§ WORK TO BE COMPLETED
Rewrite the paragraph of the palindrome-pairs thread below that begins "Now create an Aho Corasick automaton" as a short bulleted list, keeping its main steps.

§ SOURCE DOCUMENT
**********

Given $$$N$$$ strings, we need to count how many pairs $$$1$$$ <= $$$i$$$, $$$j$$$ <= $$$N$$$ exists such that s[i] + s[j] is a Palindrome. Can anyone suggest an efficient approach for solving this problem?
1 <= $$$N$$$ <= 2000
1 <= |si| <= 1000
The lengths of all strings are not necessarily same and all the strings may not be unique.
My approach is to precompute hashes of the given strings and iterate over all pairs i, j now we want to concatenate the two strings $$$s[i] + s[j]$$$. For simplicity let's say $$$length(s[i]) <= length(s[j])$$$
1) if $$$length(s[i]) == length(s[j])$$$ then $$$hash(s[i])$$$ should be equal to $$$hash(reverse(s[j]))$$$.
2) otherwise take suffix of $$$s[j]$$$ of length equal to $$$s[i]$$$ and check if it's reverse is equal to $$$s[i]$$$ and also remaining prefix of $$$s[j]$$$ excluding the previous suffix should be palindrome.
Any approach other than hashing or any link if it's solution is already published somewhere?
I think this algo works: Let's bruteforce i-th string, and suppose that len(j) <= len(i).In this case i + j is palindrome, if j — prefix of i, and suffix of i with lenght (len(i) — len(j)) — palindrome.So, we will bruteforce prefix of i and count amount of strings, that equal to our prefix.And we will add that value to answer, if the rest of string i is a palindrome.The first part can be done by using trie, and the second by using hashes.Don't forget to reverse i and do the same for reversed string i.This algo takes O(sum(len(i))) time.
The author says he doesn't want hashes....
Suppose,
$$$Suff(i)$$$ is the list of lengths of suffixes of $$$S_i$$$ which are palindrome
$$$Suff(i)$$$ can be computed efficiently using Manacher's algorithm.
Now create an Aho Corasick automaton using reverse strings of all the given strings. Now for each index $$$i$$$, check if there is an index $$$j$$$ such that $$$i \neq j$$$ and the reverse string of $$$S_j$$$ is a prefix of $$$S_i$$$. Aho Corasick automaton allows you to find all such indexes efficiently. If you find such an index $$$j$$$, then all you have left to do is to check if the remaining part of $$$S_i$$$ (that is the suffix of length $$$|S_i|-|S_j|$$$ of $$$S_i$$$) is a palindrome or not, which can be easily done using $$$Suff(i)$$$. This way you can find all valid pairs and count them.
UPD: My calculation was wrong. This won't pass the time limit.
This might help https://www.codechef.com/problems/PP

**********

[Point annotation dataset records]
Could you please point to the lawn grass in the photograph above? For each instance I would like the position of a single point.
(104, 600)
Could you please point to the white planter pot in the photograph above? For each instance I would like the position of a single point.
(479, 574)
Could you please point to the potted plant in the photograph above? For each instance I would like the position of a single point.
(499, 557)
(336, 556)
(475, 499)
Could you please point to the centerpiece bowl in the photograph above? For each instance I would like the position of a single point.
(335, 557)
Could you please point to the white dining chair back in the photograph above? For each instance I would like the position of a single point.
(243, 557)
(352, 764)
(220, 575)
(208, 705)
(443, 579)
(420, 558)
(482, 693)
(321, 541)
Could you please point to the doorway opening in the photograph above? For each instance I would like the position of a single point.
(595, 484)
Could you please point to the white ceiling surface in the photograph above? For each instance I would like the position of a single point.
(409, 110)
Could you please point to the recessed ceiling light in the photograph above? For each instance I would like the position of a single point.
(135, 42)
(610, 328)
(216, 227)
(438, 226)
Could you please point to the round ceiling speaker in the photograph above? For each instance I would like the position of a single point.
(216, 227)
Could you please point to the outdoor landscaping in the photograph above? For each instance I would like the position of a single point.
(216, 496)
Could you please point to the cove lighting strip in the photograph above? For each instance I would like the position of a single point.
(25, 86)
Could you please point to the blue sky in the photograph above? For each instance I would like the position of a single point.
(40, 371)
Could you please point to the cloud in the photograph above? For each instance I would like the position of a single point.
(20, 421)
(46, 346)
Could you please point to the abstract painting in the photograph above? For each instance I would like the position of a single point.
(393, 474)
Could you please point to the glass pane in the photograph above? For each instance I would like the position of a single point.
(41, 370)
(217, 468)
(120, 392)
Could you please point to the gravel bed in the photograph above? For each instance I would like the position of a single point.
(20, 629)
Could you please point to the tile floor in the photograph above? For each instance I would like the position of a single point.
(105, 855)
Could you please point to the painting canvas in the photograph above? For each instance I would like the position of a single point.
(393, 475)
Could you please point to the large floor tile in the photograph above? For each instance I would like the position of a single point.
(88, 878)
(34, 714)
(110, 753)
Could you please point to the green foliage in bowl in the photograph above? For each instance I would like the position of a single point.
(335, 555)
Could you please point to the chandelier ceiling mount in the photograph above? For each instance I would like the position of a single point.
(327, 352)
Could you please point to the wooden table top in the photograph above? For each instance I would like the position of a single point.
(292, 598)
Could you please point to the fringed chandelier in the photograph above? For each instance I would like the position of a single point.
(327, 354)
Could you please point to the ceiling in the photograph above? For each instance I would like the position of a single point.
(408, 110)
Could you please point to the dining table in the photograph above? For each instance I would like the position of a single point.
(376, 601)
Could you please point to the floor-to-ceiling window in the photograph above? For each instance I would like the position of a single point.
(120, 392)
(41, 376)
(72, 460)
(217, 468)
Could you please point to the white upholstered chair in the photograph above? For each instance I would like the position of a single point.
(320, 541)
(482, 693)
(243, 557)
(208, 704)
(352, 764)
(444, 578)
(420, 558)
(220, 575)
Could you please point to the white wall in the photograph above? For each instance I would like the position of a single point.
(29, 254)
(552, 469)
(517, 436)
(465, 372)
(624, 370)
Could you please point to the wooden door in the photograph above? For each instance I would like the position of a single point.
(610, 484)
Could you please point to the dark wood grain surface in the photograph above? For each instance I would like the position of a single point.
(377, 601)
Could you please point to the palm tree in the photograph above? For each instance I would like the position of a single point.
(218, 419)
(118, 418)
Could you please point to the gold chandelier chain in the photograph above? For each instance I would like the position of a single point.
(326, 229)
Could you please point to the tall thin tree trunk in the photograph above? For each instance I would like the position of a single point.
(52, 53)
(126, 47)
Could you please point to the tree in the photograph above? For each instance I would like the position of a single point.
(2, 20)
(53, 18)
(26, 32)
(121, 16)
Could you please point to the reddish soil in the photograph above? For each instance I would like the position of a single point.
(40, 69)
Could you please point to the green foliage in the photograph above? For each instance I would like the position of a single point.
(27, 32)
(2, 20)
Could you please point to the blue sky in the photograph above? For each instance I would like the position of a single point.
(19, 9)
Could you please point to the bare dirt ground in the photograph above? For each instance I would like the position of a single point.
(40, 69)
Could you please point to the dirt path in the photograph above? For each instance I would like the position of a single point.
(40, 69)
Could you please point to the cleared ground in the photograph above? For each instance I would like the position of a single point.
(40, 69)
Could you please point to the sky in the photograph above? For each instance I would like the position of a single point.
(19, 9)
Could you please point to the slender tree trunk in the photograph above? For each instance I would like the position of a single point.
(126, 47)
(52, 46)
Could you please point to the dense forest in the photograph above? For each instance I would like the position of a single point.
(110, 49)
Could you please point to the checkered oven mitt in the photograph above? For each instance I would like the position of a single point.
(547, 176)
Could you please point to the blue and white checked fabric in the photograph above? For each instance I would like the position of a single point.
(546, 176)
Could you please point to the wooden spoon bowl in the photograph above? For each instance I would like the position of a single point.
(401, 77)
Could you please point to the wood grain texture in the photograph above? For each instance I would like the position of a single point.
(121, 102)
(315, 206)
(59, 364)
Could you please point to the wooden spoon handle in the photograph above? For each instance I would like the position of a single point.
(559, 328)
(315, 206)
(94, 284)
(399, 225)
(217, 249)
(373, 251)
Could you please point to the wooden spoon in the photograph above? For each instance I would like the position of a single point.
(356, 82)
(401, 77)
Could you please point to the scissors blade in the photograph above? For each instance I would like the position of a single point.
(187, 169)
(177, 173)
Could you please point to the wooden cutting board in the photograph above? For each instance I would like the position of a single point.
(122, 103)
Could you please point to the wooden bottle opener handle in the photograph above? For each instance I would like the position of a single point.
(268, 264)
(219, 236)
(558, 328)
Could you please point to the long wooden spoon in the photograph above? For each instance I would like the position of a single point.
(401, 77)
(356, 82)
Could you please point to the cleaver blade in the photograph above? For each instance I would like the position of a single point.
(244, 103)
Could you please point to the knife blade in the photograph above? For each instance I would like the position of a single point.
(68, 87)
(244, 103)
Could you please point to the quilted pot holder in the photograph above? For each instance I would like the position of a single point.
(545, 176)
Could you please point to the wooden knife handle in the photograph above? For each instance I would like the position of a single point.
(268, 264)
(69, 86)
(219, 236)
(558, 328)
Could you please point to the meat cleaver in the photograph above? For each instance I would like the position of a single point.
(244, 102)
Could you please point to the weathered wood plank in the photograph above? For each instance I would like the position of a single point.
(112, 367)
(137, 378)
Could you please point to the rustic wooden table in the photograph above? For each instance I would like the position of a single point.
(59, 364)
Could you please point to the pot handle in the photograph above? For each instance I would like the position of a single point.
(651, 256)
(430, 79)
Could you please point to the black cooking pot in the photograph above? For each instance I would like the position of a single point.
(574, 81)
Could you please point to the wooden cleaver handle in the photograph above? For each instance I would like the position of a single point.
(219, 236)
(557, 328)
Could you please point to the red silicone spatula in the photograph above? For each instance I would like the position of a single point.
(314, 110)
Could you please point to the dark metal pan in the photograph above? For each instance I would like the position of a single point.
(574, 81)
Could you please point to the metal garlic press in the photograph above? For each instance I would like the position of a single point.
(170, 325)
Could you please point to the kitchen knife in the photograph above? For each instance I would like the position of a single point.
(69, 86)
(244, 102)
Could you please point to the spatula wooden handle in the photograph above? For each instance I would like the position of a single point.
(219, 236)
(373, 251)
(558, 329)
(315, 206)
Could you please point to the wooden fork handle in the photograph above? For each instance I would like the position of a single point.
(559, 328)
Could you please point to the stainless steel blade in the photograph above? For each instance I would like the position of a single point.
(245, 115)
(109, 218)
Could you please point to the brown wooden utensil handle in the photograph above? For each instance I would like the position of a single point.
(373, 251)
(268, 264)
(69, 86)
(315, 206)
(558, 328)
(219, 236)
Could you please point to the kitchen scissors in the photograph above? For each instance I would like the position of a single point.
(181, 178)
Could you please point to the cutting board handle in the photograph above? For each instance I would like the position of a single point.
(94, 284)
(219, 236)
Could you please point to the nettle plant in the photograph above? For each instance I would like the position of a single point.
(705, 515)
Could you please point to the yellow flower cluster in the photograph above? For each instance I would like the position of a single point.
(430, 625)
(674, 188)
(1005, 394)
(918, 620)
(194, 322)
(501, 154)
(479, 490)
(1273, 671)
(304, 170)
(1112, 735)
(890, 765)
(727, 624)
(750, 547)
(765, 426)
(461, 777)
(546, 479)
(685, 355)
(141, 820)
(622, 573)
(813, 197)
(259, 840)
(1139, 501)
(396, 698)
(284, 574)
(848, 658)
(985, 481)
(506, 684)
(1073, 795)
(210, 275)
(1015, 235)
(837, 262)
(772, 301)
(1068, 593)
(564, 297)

**********

§ ANSWER TO THE TASK
- Build an Aho Corasick automaton from the reversed forms of all the given strings.
- For each index i, use the automaton to find every index j ≠ i where the reverse of S_j is a prefix of S_i.
- For each such j, use Suff(i) to check whether the remaining part of S_i (its suffix of length |S_i| − |S_j|) is a palindrome.
- Count the pairs that pass this check to get all valid pairs.